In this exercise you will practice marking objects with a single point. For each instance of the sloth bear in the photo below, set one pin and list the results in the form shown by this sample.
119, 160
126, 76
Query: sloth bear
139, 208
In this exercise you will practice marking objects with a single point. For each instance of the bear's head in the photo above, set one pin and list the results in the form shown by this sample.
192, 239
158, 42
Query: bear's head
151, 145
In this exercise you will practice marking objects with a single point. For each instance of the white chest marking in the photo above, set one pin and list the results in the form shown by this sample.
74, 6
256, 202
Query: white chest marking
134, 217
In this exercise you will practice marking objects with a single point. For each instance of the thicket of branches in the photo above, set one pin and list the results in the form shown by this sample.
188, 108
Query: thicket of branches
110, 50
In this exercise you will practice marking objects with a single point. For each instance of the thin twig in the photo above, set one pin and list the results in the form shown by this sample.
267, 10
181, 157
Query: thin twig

============================================================

Directions:
Please copy every one of the records above, reproducing each line without any change.

Result:
In this exercise you will practice marking objects with a single point. For each instance of the sloth bear in the photo below, set one pin and list the results in the form shown by this sample.
119, 160
126, 76
Query: sloth bear
139, 208
In this exercise you will practice marking objects with a single point. For each instance of the bear's head in the photo above, set one pin and list the results in the form shown by this sample.
192, 239
158, 42
Query: bear's head
151, 145
In this exercise you will practice marking objects with a single point. For each instance of the white chest marking in the photo above, set one pin and list the results in the form shown by this sample.
74, 6
256, 202
Query: white chest marking
134, 217
In this exercise you will practice marking objects with a single point. For each instance of the thicket of branches in the photo above, set one pin and list the results in the form shown by this sample.
188, 108
Query: thicket of branches
110, 50
In this exercise you will practice marking objects with a single point. For each instance of the thin twig in the photo above, set one pin and list the results in the form shown by this sample.
267, 10
181, 157
Query: thin twig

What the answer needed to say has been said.